**Task to carry out:** Set down each line of the data below exactly.

(Stored data entries)
= = =

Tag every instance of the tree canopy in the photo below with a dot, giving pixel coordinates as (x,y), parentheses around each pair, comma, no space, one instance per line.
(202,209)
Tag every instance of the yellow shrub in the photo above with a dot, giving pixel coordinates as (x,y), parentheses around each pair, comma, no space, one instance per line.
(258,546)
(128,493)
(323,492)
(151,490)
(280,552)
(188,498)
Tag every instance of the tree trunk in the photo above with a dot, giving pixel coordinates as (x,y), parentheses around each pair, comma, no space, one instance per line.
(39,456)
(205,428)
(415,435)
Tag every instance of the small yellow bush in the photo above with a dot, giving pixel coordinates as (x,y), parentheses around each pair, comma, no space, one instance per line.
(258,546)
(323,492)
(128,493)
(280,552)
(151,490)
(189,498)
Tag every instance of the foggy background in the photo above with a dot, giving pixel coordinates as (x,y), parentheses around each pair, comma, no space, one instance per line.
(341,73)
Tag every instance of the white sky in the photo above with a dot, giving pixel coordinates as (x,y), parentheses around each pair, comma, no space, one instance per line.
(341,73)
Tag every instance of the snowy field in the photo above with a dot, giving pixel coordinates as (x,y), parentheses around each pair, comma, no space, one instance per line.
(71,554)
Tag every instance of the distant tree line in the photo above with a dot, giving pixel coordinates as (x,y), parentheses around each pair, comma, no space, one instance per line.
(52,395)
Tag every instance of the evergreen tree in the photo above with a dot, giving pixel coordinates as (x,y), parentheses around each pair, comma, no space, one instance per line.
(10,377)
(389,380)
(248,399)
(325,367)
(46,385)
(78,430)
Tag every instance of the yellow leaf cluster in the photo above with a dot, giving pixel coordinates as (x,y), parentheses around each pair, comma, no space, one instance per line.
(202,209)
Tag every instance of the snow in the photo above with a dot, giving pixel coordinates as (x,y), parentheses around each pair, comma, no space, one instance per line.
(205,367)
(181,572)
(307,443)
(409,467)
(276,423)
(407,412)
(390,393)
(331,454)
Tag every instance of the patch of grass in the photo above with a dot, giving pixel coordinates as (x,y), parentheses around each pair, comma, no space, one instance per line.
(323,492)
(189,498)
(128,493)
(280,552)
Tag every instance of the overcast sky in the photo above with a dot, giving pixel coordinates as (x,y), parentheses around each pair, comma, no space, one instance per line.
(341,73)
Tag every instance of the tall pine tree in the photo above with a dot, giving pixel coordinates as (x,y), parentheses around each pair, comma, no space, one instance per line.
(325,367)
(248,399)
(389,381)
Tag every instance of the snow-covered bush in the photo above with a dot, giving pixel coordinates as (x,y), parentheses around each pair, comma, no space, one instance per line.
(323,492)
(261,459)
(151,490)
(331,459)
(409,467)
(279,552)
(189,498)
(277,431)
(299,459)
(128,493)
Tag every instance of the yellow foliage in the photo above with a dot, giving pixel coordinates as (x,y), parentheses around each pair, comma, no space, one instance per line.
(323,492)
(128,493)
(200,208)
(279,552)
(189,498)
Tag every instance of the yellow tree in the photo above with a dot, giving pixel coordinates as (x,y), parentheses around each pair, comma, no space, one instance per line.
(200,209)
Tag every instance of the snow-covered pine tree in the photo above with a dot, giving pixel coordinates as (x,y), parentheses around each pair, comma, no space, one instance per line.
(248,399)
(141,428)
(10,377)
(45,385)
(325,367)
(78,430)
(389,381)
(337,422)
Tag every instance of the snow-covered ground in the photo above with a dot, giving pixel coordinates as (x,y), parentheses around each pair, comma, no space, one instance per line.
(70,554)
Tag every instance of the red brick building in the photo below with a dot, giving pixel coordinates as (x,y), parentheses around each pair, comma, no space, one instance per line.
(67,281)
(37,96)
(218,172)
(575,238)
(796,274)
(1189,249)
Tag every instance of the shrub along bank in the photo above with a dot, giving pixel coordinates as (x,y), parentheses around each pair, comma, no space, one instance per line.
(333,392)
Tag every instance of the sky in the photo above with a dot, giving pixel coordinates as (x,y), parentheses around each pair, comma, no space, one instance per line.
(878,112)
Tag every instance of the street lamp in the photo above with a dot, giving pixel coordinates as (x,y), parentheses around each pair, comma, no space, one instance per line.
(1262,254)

= = =

**Result:**
Tag every instance of the tree canopy in the photo below with a dot, giving pixel coordinates as (x,y), parentheses around each pair, comma, no space, one instance per line.
(202,209)
Tag every instance of the yellow shrub in the photo above with a dot, giving pixel coordinates as (x,y), parentheses around each pair, comma, no space, one instance per line.
(258,546)
(128,493)
(323,492)
(151,490)
(280,552)
(188,498)
Tag every instance of the tree trunk in the photo above with a dot, giving pixel coordinates as (x,y), parentheses around each pair, comma, no space, one instance per line.
(39,456)
(205,428)
(415,435)
Tag every instance of the small yellow bush in the photo above with a dot, giving pixel coordinates as (x,y), parentheses around each pair, comma, no space, one instance per line.
(258,546)
(323,492)
(128,493)
(280,552)
(151,490)
(189,498)
Tag every instance of the foggy background in the photo above with a dot, giving pixel coordinates as (x,y), parentheses around each pair, comma, no space, one instance per line.
(341,73)
Tag every instance of the white sky in the photo above with a dot, giving pixel coordinates as (x,y), parentheses around each pair, comma, no space, one instance per line.
(341,73)
Tag every instance of the snowy field in the photo above with a dot, giving pixel coordinates as (x,y), parentheses around each pair, comma, no space, one instance per line.
(71,554)
Tag every instance of the distant tree line in the photo above with a dot, giving pixel coordinates as (x,y), parentheses around each pair, comma, no space, one instance per line.
(52,395)
Tag every instance of the evergreen tree in the photo above with a dot, giving pixel coordinates as (x,y), parentheses around each pair, comma, no space, one instance per line.
(10,377)
(389,380)
(248,399)
(325,367)
(46,385)
(78,430)
Tag every instance of the yellow leaf cluster in the photo above with a dot, giving pixel coordinates as (x,y), parentheses around each pair, comma, no space, one instance per line.
(202,209)
Tag every instance of the snow in the photo above with a dot, giving pixel coordinates as (x,y), parentheses around each pair, comma, no space, one instance per line.
(205,367)
(181,572)
(307,443)
(409,467)
(276,423)
(407,412)
(390,393)
(331,454)
Tag every instance of the patch of grass in the photo above with a dot, giving pixel coordinates as (x,y), parentheses around each pair, comma, no space, one instance per line.
(323,492)
(189,498)
(128,493)
(280,552)
Tag every instance of the overcast sky in the photo above with a dot, giving pixel coordinates as (x,y), parentheses around each pair, comma, no space, one instance per line.
(341,73)
Tag every instance of the tall pine tree in the photo above with a dot, giving pixel coordinates as (x,y), parentheses around each pair, comma, no space, one instance per line.
(325,367)
(248,399)
(389,381)
Tag every instance of the snow-covered bush in the photo above with a dot, giving pixel coordinates as (x,y), parentheses around each pair, comma, no space, one instance per line.
(323,492)
(261,459)
(151,490)
(331,459)
(409,467)
(279,552)
(189,498)
(277,431)
(299,459)
(128,493)
Tag every instance of the yellow foliage in the photo above with a dot, giving pixel coordinates as (x,y), parentheses around each pair, comma, no space, one instance per line.
(323,492)
(128,493)
(200,208)
(279,552)
(189,498)
Tag every instance of the yellow tree in the photo above with a dot, giving pixel coordinates as (x,y), parentheses around each pair, comma, no space, one instance per line.
(200,209)
Tag every instance of the snow-covered pine tree in the photo above with a dot, giving pixel coordinates as (x,y), parentheses around each pair, comma, no space, one instance per line.
(248,399)
(141,428)
(10,377)
(45,385)
(325,367)
(78,430)
(389,381)
(337,422)
Tag every instance of the snow-covered ground in the photo above with a dot, giving pixel coordinates as (x,y), parentheses around each pair, comma, no space, one instance per line.
(70,554)
Tag every instance of the red brick building in the photo below with a dot, giving pixel coordinates as (x,y), parentheses around each pair, comma, no space, one instance per line.
(67,281)
(37,96)
(218,172)
(575,238)
(796,274)
(1189,249)
Tag every instance of the shrub along bank in the photo above with a dot, giving pixel coordinates as (x,y), parentheses around each pair, comma, no space, one instance per line.
(333,392)
Tag every instance of the sky in the photo above with a dot, giving pixel coordinates as (x,y), parentheses around each pair, comma, no space, one instance per line.
(878,112)
Tag every instance of the street lamp in the photo above with a dot, giving pixel coordinates as (x,y), parentheses around each pair, comma, no space, one instance per line.
(1262,254)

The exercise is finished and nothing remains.